## EXTRAIT DU DOCUMENT
== == ==

Les contraintes logistiques pénalisent l’accès aux débouchés commerciaux en raison du coût. Quelle est la meilleure formule pour pallier à cette problématique ?
Il faut distinguer deux situations qui se présentent pour l’opérateur du TIR. Lorsqu’il y a un accord de TIR de personnes et de marchandises, on peut prévoir que les opérateurs d’une partie soient exonérés de paiement de taxe d’accès au pays de l’autre partie. Cet accord définit notamment les quotas d’autorisations de deux parties pour préserver l’égalité et l’équilibre des échanges précités. Au cas où il n’existe pas d’accord de TIR entre les deux pays concernés, il est fait application du droit commun qui concerne le traitement de la marchandise et de l’engin de transport qui peuvent être autorisés à entrer au pays de destination de la marchandise moyennant le paiement de taxes (comme au Maroc la taxe à la tonne de PTCA et par jour, la taxe d’importation temporaire, etc.). En général, lorsque les pays concernés échangent régulièrement des marchandises par voie routière, ils ont intérêt à passer un tel accord TIR.
Les produits acheminés par fret aérien ne dépassent pas 5% du volume des exportations. Que faut-il pour augmenter cette part ?
Si le poids du fret aérien représente moins de 5% (en fait 2 à 3% du total du poids des marchandises exportées par le Maroc), sa valeur représente 35% de la valeur totale du commerce extérieur de notre pays, étant donné la valeur élevée des marchandises transportées par voie aérienne. Les composantes électroniques industrielles, du textile de lux et des produits de consommation de grande valeur des produits chers périssables viennent en tête des produits transférés par voie aérienne. Il est en progression annuelle de 6,5% depuis plusieurs années. En effet, après une forte croissance jusqu’en 2007 de 9% par an, le fret aérien a subi une diminution de 5% en 2008 et de 8% en 2009, due à la crise financière mondiale devenue économique en 2008-2009. Étant donné l’importance de la contribution du fret aérien dans les exportations, en termes de valeur, les pouvoirs publics et le management de Royal Air Maroc ont conçu une stratégie et un plan de développement de la logistique aérienne visant l’optimisation des coûts logistiques du fret aérien, notamment en ce qui concerne la ponctualité, la traçabilité et la sécurité qui conditionnent la capacité de desservir les principales régions origines et destinations des flux.

== == ==

## DONNÉES FOURNIES
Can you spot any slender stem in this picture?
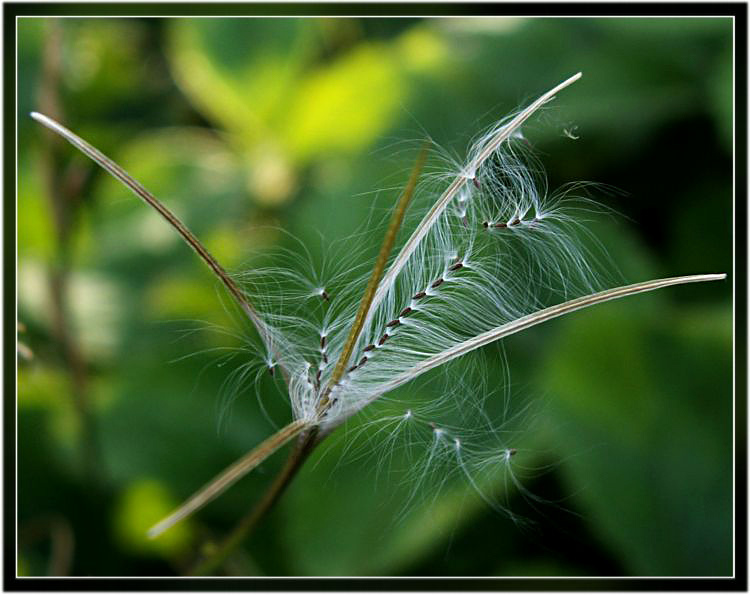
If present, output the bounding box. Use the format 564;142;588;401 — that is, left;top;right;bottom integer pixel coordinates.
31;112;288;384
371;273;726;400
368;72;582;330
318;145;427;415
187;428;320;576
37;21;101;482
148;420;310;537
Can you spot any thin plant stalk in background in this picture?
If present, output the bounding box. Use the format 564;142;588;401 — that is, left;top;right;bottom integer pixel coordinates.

== == ==

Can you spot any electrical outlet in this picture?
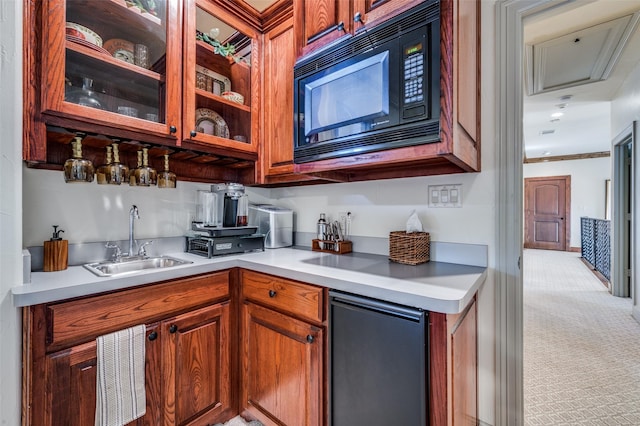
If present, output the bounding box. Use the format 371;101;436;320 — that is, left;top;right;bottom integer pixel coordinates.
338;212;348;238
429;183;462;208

== == ==

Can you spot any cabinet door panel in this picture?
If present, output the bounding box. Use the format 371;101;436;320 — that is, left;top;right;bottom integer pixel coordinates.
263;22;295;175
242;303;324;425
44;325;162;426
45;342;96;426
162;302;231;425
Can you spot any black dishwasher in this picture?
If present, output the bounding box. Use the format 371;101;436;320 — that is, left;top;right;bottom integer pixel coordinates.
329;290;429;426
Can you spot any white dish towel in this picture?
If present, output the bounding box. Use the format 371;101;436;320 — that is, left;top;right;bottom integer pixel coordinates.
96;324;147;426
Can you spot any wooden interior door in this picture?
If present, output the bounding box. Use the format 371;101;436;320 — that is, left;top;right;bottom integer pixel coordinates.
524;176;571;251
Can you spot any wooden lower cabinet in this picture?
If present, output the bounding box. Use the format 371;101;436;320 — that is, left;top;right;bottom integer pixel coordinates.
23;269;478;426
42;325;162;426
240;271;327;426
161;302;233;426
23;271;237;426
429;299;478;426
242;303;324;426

== == ==

## CONSIGNES DE L'EXERCICE
Répondez à ces questions sur l'extrait consacré au transport des marchandises :
1. Que définit notamment un accord de TIR entre deux pays ?
2. Quelle part de la valeur totale du commerce extérieur du Maroc le fret aérien représente-t-il ?
3. De quel pourcentage le fret aérien a-t-il diminué en 2009 ?

## CORRIGÉ
1. Il définit les quotas d'autorisations des deux parties, pour préserver l'égalité et l'équilibre des échanges.
2. Il en représente 35 %.
3. Il a diminué de 8 %.